The lines to be copied run from the one containing "of the window" to the end of the material below; reproduce them exactly, including both ends, and nothing more.

§ **Records to use**
##########
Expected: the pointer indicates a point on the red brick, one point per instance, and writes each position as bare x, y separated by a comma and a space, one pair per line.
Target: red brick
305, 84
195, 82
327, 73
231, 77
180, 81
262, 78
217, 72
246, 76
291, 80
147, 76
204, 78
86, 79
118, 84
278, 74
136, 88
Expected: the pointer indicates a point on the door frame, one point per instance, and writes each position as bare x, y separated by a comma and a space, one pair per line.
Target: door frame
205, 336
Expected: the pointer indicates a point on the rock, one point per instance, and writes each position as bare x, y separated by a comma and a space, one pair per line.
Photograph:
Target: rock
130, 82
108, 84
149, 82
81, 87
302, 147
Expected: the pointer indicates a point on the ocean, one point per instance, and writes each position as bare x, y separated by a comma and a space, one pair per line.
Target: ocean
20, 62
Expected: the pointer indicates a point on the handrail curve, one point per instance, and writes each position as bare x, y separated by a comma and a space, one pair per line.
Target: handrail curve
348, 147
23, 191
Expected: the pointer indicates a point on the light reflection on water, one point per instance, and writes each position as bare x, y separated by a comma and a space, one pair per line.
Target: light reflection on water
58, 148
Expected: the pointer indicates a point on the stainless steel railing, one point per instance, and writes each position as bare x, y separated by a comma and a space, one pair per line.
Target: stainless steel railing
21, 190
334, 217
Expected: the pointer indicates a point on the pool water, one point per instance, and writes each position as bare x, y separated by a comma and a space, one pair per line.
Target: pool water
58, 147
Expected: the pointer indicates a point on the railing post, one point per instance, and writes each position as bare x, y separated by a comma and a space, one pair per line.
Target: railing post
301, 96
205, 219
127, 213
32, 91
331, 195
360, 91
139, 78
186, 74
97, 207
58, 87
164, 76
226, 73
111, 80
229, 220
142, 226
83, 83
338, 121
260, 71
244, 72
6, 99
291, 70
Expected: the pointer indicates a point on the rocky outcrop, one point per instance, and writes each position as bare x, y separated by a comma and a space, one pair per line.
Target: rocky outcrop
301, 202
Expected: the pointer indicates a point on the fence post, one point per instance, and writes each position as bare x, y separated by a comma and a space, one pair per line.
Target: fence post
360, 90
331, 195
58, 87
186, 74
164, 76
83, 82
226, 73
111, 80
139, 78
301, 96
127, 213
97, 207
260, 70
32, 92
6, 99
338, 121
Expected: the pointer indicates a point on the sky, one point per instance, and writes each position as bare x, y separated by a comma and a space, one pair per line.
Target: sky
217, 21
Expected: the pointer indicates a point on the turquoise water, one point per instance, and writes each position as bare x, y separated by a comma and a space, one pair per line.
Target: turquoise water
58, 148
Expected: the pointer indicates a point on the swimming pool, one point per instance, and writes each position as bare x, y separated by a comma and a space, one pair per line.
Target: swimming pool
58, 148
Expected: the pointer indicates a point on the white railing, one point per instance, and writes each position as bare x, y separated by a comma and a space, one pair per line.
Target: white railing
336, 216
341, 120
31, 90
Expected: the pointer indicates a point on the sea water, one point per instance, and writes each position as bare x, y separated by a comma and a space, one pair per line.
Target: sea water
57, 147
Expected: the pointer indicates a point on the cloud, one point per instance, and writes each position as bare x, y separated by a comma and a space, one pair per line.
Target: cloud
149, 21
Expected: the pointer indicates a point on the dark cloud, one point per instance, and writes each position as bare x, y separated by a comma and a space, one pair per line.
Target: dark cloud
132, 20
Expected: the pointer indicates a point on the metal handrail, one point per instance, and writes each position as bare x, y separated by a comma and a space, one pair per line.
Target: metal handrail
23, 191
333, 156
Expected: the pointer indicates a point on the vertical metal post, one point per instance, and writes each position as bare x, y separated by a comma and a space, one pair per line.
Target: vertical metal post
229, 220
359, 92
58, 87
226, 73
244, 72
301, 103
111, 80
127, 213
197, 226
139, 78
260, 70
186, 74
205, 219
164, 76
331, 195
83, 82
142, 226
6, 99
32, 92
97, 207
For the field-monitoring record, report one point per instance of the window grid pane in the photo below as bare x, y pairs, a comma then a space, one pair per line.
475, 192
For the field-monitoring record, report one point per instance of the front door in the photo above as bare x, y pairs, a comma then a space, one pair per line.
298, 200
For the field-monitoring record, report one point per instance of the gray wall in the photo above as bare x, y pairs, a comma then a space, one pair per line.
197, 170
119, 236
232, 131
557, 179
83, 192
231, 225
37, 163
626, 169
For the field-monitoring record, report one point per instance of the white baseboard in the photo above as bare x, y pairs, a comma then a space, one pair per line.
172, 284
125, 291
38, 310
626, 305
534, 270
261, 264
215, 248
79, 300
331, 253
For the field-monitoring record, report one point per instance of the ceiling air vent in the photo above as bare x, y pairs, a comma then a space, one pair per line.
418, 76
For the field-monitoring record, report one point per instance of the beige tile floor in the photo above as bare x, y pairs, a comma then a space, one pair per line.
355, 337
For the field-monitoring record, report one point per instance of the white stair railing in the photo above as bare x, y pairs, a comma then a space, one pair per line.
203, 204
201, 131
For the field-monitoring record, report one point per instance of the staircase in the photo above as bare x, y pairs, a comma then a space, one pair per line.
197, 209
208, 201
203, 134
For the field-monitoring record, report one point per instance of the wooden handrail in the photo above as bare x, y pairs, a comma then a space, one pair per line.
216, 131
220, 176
##########
§ **Written answer**
For the field-monitoring record, report one point per instance of the window grid pane in the photo below as bare x, y pairs, a comma then a space, one pair per line.
475, 192
For the field-monitoring record, report one point per instance of the front door in the photo above as bare x, y pairs, a comma then a space, one pair per line.
298, 200
For the field-monitoring record, report one point per instance of the gray wall in the photo above as bare x, y pairs, a comma then a space, one pair per line.
197, 170
119, 236
232, 131
557, 179
83, 192
231, 225
37, 163
626, 169
For the field-monitoring record, report one point per instance of the white baseboard in the photo above as bare x, y pairs, a comma then a space, one pair per line.
172, 284
125, 291
38, 310
626, 305
534, 270
261, 264
215, 248
79, 300
331, 253
For the field-monitoring record, report one point per instance of the ceiling air vent in the photo above as bare x, y pairs, a comma then a space, one pair per line.
418, 76
For the field-monitoring record, report one point per instance of the beige tile floor in the photo above as bare x, y pairs, a comma then a space, one pair per line.
355, 337
For the field-monitoring record, report one point per instance of the white stair railing in the photo above as bare x, y pairs, a comma then a space, one pair per line.
203, 204
201, 131
For the field-monitoring record, report one point per instance of the staircase in the photo above as bare x, y pairs, a comma then a space, one pair per line.
197, 209
208, 201
203, 134
For the field-monitoring record, report one point per instance of the wooden handrail in the photo above as bare x, y pairs, a comma then a space, one pair per line.
216, 131
220, 176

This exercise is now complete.